DOCUMENT EXCERPT:
################
By this time, the regime, with Party Chairman Deng Xiaoping most especially adamant, was preparing to smash the movement through extreme violence. Troops were moved out of barracks and units were brought in to China's capital from outside - an acknowledgment that Beijing soldiers might be unprepared to kill their citizens as required.
By early June, the protestors occupying the square had become confused and divided. Many were already fatigued and wished to leave and their numbers were steadily dropping. Some wanted a confrontation with the regime, others were determined to avoid one and others still just did not believe that the PLA would kill them. Most foreign reporters had left by this point, many withdrawn to Hong Kong and Tokyo. Many of the original students had left and been replaced by students from outside Beijing.
During the night the confrontation began as students put up blockades around Beijing, setting fire to vehicles. Robert Marquand's investigation informs us that the massacre began on June 3rd as troops began killing protestors outside the square: "It took place at street intersections, in Hutong neighborhoods, in the alleyways around the square, and in the western part of the city, where resistance to the deployment of the Army was strongest." Citizens of Beijing were enraged at the deployment of troops against the students and courageously challenged the army in their tens of thousands.
################
RAW RECORDS:
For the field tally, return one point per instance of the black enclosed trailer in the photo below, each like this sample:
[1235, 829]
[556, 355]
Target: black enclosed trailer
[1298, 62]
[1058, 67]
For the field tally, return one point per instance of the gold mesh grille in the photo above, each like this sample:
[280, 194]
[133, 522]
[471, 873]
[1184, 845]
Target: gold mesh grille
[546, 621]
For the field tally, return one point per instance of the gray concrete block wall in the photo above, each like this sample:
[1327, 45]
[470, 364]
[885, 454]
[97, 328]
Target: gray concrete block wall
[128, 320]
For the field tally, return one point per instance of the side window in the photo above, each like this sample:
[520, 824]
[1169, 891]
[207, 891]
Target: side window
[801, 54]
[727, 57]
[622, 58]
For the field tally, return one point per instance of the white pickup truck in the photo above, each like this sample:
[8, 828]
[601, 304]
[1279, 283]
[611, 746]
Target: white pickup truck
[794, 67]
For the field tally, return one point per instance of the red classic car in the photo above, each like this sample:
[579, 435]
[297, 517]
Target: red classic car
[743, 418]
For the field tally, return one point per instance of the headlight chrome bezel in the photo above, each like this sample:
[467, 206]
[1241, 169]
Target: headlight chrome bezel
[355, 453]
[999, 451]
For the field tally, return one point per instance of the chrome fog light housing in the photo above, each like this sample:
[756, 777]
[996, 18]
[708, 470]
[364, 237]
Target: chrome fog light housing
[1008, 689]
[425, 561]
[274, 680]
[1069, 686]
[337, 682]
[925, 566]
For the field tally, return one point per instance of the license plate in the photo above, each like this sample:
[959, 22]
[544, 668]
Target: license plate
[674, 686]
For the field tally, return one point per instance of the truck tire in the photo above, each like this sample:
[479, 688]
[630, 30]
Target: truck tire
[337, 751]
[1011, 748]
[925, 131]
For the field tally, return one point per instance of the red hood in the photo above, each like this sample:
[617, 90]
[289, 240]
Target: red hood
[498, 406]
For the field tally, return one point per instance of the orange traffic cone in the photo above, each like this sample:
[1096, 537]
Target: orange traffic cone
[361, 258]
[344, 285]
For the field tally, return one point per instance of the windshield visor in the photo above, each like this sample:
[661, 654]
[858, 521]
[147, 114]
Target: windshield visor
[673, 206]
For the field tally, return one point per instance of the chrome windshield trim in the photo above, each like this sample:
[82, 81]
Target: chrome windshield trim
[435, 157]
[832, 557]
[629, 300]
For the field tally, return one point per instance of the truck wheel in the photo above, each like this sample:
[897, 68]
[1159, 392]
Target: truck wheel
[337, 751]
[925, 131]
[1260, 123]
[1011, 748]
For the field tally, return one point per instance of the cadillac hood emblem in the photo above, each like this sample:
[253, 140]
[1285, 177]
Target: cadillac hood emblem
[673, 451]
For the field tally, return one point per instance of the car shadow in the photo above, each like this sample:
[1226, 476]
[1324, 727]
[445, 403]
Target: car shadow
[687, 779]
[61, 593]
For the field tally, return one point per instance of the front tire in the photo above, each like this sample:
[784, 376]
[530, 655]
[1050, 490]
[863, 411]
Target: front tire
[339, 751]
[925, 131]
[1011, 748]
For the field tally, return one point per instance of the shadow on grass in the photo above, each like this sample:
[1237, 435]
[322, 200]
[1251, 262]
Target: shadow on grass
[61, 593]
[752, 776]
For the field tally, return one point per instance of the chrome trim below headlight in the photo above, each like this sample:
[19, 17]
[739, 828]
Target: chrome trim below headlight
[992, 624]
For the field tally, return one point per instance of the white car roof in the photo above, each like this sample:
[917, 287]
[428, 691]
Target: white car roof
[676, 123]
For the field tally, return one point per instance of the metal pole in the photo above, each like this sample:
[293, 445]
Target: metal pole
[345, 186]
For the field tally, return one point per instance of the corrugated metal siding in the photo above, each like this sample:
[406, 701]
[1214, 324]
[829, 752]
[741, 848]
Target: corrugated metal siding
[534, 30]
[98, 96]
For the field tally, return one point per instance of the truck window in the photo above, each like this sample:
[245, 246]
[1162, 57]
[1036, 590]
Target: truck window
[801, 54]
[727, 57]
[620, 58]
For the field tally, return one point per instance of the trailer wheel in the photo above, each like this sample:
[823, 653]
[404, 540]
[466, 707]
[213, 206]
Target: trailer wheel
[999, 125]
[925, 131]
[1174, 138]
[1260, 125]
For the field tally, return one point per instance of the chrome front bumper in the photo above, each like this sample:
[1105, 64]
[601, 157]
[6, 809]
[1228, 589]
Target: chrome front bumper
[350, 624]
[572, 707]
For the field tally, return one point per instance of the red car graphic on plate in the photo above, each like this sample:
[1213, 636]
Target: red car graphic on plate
################
GIVEN TASK A:
Robert Marquand's investigation is quoted in the passage about the Beijing crackdown. List the locations that the quote names as places where the killing took place.
GIVEN TASK B:
Carry on the passage about the Beijing crackdown from the point where it stops.
The material that comes after the passage is separate from it.

ANSWER A:
- Street intersections
- Hutong neighborhoods
- The alleyways around the square
- The western part of the city

ANSWER B:
In Tiananmen Square itself, at 4 o'clock in the morning, the army surrounded the protestors from three sides, from the Forbidden City of the emperors, the Great Hall of the People and the History Museum - and those in the square began to realise what was coming. Nonetheless, around 2,000 protestors gathered round the monument to democracy they had built and sang the socialist anthem, the 'Internationale'. Protestors wore headbands with the message 'Ready to Die'. Then the lights on the square went out.
According to Robin Munro of Human Rights Watch - who was there - the leader of the Peking Students Autonomous Federation declared, "We will now pay the highest price possible, for the sake of securing democracy for China. Our blood will be the consecration." But the student leader Hou Dejian dissented, calling out over a megaphone, "We have already won a great victory. But now we have to go."
The student leadership negotiated and arranged an orderly withdrawal and between 2,000 and 3,000 protestors filed off from the square in the early hours of the morning. They walked out peacefully and the protest came to an end.
This behaviour is quite typical of governments trying to destroy popular movements. They rarely wish to face thousands or millions of people on the march head on. So they create a standoff and negotiate a truce and let the movement walk away.
Then they start killing, without mercy. It's an old trick and it works (and people ask why politicians are mistrusted). Estimates of the death toll between June 3rd and June 6th range between 900 and 2,000+. June 1989 marked the beginning of a nationwide campaign of repression of popular movements that lasted right through the 1990s.
Gorbachev's visit in May helped to focus international media attention on Beijing ensuring that when the massacre took place, it did not pass unnoticed (unlike the Caracazo in Venezuela that year in which as many people died but is completely ignored).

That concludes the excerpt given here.